TEXT SECTION |
= Beginning of Section =
3.1. Genome Extraction and cDNA Synthesis

Viral RNA was extracted by RNX-Plus solution (Sinaclon Bioscience Co., Iran) based on the guanidine thiocyanate method according to the manufacturer’s instructions. Reverse transcription was carried out using a cDNA synthesis kit (Thermo Scientific, USA) briefly as follows: 10 µL of RNA was utilized as a template and 1µL of random primer and 1µL of water were utilized to prepare the first master mix. After incubating the master mix at 65ºC for 5 min and chilling it on ice, the second master mix was prepared based on the manufacturer's instructions. The master mixes were mixed and incubated at 42ºC for 1 h. The reaction was terminated at 70ºC for 5 min.

3.2. Polymerase Chain Reaction for Virus Detection

Each sample was subjected to the Polymerase Chain Reaction (PCR) assay by universal primers for the 5’UTR region for Enterovirus detection. A master mix for the PCR, containing 2.5 µL of 10x PCR buffer mixed with 0.5 µL of dNTP mix (0.2 mM), 0.75 µL (1.5 mM) MgCl2, 10 pM of each primer, 0.2 µL (1 unit) of Taq polymerase, and double distilled water up to 25 µL, was prepared for 35 cycles. The expected 150 and 400 bp bands were visualized by safe stain (Sinaclon, Iran) under UV transilluminator. The first smaller band was utilized for the detection of Enterovirus and the second band was used for 5’UTR sequencing. The PCR primers are shown in Table 1.

Table 1. Enterovirus Universal and Specific Primers
Genomic RegionSequenceProduct Size, bpReference
Enteroviruses5’UTRSense (evf2): TCCTCCGGCCCCTGAATGCG150(9, 10)
Antisense (evr1): ATTGTCACCATAAGCAGCCA
5’UTRSense (evf1): CAAGCACTTCTGTTTCCCCGG400
Antisense (evr2): CACGGACACCCAAAGTA
Enterovirus group AVP3-VP1Sense (486): TGGTAICARACIAAITWYGTIGTNCC760(11)
Antisense (488): GTIGGRTAICCITCITARAACCAYTG
VP1-2ASense (487): ATGTWYGYICCICCIGGIGCNCC450
Antisense (489): AYIGCICCISWITGYTGNCC
Enterovirus group BVP3-VP1Sense (008): GCRTGCAATGAYTTCTCWGT650(12)
Antisense (013): GGIGCRTTICCYTCIGTCCA
VP1-2ASense (012): ATGTAYGTICCICCIGGIGG450
Antisense (011): GCICCIGAYTGITGICCRAA

3.3. PCR for Virus Genotyping

In order to determine the virus genotype for groups A and B Enteroviruses, the PCR assay was designed by specific primers for VP3-Vp1 and VP1-2A half of the Enterovirus VP1 region (Table 1). The PCR components and their concentrations were the same as the earlier reactions mentioned for 5’UTR. The expected 650 and 450-bp bands for VP3-VP1 and VP1-2A regions, respectively, for Enterovirus group B and 740 and 450-bp bands for Enterovirus group A were visualized under UV transilluminator. Finally, positive Enterovirus samples for the 5’UTR and VP1 regions were confirmed by DNA sequencing (Bioneer, Korea) while phylogenetic trees were constructed by comparing the sequences.
= End of Section =
In the lab methods text, at what temperature and for how long were the combined master mixes incubated during reverse transcription?

EXCERPTED RECORDS |
= Beginning of Section =
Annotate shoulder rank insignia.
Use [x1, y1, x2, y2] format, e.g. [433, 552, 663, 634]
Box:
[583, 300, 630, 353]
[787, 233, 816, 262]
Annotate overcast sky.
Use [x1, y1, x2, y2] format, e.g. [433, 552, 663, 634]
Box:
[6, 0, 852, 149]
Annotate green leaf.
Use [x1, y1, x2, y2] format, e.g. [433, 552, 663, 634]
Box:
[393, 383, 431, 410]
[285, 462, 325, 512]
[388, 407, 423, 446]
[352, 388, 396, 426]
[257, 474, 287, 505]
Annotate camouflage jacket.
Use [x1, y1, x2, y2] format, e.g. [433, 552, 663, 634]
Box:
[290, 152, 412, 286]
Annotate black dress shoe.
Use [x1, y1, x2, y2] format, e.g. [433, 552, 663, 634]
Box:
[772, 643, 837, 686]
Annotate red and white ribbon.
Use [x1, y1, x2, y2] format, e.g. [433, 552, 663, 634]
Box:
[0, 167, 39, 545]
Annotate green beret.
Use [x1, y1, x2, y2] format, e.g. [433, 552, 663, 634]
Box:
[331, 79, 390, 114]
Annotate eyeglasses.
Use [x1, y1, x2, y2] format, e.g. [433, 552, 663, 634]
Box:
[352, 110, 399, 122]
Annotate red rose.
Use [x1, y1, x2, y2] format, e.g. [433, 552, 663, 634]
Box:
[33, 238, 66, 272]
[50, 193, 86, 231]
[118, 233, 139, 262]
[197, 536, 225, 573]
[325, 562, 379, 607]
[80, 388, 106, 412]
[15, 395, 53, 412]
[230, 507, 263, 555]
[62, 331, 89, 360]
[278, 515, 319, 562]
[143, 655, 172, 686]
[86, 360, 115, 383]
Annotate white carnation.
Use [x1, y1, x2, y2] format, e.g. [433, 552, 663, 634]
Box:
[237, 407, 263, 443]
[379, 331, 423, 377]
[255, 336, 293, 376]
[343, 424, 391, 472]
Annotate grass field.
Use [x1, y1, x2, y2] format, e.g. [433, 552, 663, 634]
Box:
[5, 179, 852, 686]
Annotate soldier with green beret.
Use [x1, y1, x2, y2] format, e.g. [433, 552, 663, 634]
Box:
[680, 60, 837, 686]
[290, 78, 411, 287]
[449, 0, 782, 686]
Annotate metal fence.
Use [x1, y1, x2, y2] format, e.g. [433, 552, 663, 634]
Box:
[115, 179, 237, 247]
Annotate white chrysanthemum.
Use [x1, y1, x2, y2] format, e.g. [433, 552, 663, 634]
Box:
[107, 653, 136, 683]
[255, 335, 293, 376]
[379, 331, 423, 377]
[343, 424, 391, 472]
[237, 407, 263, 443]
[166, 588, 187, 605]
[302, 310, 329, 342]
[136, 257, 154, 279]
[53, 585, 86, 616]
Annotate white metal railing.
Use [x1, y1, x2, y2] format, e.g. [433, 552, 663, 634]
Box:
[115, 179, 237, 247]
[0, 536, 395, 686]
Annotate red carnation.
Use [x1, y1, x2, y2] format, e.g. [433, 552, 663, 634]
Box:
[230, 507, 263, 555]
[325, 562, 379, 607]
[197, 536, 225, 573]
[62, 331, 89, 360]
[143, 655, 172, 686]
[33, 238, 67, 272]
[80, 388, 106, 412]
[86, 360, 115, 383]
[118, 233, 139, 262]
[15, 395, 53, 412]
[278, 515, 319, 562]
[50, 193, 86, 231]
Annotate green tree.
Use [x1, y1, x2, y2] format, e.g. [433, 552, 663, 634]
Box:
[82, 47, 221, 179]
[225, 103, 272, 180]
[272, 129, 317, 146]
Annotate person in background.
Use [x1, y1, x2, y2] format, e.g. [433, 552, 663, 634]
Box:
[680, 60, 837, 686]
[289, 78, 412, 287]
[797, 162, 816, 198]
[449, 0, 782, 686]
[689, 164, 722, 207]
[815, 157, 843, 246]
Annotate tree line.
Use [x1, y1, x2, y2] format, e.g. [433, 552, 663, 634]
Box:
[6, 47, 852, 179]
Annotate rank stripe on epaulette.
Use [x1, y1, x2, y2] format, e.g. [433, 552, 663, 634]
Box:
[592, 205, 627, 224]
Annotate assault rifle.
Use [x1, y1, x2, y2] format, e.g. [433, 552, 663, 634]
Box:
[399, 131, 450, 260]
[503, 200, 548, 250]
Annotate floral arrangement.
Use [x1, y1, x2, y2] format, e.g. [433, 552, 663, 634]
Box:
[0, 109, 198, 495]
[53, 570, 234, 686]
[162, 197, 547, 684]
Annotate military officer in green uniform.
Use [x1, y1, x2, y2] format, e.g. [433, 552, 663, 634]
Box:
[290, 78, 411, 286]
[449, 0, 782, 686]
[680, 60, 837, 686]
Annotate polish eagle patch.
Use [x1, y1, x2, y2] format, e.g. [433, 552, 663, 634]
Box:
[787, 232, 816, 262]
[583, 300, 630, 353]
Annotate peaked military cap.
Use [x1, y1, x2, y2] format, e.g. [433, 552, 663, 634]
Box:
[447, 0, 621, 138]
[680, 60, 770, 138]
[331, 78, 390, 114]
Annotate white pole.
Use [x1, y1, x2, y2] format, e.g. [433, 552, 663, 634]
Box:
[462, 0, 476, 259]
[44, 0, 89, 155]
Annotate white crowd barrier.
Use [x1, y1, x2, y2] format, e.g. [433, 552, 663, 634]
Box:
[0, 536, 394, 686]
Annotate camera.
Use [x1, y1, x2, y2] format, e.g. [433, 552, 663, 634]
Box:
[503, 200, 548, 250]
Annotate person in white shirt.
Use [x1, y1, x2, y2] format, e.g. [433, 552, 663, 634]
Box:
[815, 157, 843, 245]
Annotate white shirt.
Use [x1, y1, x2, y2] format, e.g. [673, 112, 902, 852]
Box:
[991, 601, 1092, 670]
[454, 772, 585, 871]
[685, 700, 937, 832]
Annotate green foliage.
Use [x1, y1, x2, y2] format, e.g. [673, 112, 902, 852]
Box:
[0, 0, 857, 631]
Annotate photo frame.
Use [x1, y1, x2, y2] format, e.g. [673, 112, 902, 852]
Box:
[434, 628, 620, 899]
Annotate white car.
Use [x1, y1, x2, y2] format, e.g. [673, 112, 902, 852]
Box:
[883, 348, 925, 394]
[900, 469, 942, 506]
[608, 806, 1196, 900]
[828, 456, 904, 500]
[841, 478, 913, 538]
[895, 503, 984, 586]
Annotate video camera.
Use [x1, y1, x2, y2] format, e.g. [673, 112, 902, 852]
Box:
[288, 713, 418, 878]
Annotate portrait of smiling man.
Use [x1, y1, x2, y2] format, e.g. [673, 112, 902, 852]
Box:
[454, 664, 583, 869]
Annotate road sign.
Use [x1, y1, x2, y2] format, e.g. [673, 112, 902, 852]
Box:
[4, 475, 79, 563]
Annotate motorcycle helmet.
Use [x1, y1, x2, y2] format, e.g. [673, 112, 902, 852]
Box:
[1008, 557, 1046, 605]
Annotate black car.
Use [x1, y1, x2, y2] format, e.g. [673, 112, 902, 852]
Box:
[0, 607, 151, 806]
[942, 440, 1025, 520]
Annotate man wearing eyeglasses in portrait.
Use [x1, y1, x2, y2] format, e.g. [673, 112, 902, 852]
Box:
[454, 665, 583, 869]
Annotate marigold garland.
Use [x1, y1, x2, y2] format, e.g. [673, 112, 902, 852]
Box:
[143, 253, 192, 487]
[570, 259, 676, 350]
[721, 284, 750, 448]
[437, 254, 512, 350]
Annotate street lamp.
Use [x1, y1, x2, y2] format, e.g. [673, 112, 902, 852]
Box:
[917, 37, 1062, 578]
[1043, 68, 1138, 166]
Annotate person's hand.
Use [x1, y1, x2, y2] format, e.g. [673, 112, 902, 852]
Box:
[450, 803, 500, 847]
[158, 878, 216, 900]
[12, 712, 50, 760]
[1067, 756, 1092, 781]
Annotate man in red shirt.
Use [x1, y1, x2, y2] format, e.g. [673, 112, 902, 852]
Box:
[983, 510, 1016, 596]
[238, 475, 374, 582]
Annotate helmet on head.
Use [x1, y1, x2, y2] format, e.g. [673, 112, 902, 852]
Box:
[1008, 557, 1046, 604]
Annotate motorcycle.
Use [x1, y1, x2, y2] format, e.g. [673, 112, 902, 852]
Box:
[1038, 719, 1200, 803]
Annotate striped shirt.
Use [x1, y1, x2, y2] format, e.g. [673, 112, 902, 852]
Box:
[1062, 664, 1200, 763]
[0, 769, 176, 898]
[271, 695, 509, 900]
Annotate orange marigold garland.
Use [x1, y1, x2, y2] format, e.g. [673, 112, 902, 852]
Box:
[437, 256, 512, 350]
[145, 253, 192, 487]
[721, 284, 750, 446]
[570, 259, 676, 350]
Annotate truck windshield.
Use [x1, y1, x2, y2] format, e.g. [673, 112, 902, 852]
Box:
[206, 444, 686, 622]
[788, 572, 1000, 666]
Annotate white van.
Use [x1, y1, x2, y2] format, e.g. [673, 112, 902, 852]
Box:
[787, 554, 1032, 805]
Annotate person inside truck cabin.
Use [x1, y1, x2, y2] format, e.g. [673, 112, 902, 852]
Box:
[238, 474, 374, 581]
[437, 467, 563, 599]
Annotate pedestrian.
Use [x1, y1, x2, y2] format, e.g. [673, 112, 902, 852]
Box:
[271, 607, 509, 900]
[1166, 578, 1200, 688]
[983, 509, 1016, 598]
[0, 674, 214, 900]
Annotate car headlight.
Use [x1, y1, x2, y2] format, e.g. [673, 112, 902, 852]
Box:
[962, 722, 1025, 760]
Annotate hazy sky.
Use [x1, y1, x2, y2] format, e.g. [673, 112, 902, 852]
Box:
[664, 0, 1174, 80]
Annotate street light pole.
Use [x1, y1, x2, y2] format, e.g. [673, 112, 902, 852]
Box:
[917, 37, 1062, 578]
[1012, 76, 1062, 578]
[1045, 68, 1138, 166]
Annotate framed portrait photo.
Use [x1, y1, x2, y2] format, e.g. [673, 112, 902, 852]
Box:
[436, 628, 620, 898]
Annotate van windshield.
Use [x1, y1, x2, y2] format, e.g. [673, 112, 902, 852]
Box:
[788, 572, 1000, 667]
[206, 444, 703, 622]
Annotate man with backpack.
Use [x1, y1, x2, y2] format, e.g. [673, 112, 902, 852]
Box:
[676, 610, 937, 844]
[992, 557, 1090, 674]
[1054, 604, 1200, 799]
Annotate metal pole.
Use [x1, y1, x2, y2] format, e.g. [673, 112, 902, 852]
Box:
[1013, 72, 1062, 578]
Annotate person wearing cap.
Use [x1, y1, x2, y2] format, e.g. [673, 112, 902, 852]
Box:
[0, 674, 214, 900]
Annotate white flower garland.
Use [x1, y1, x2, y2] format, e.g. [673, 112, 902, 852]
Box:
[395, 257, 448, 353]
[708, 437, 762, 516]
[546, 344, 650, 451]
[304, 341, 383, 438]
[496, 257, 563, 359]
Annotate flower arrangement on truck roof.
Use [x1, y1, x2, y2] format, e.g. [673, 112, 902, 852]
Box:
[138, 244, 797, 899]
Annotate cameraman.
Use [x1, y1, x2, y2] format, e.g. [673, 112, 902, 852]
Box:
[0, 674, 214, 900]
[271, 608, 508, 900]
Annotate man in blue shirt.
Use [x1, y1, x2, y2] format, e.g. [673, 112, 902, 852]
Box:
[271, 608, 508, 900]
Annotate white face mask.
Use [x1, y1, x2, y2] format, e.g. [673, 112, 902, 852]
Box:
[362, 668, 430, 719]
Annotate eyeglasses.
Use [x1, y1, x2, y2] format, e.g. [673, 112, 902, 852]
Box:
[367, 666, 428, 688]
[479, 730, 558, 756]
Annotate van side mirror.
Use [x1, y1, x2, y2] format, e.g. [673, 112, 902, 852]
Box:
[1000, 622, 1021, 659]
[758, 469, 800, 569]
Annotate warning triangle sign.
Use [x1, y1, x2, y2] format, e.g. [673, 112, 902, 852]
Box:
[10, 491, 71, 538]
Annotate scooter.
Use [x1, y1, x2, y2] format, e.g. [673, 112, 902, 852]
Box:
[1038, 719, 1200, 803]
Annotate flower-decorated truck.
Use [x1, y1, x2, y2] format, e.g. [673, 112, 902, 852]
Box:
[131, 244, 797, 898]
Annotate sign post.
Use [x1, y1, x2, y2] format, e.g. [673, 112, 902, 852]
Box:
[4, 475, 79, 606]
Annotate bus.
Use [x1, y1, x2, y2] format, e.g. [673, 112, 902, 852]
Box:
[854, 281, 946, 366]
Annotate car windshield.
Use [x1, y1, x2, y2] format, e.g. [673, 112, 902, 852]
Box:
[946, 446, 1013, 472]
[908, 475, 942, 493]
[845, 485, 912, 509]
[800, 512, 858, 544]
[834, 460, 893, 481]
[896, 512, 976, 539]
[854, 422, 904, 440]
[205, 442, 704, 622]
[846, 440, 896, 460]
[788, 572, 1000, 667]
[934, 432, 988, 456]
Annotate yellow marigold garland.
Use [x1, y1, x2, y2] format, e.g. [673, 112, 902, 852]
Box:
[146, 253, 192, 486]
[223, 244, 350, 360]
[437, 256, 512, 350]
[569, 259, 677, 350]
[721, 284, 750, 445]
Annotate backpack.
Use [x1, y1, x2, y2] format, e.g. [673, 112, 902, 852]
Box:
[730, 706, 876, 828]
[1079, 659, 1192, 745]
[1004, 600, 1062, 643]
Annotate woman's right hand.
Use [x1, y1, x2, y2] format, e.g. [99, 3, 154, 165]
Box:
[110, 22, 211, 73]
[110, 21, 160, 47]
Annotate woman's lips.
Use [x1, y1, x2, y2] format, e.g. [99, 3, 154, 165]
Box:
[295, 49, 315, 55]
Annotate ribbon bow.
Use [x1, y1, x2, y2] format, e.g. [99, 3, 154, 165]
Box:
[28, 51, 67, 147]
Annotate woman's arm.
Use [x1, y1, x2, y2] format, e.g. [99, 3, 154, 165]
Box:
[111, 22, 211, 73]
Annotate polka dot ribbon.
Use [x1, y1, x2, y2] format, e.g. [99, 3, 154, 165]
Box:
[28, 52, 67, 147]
= End of Section =
EXERCISE OUTPUT | At 42ºC for 1 hour.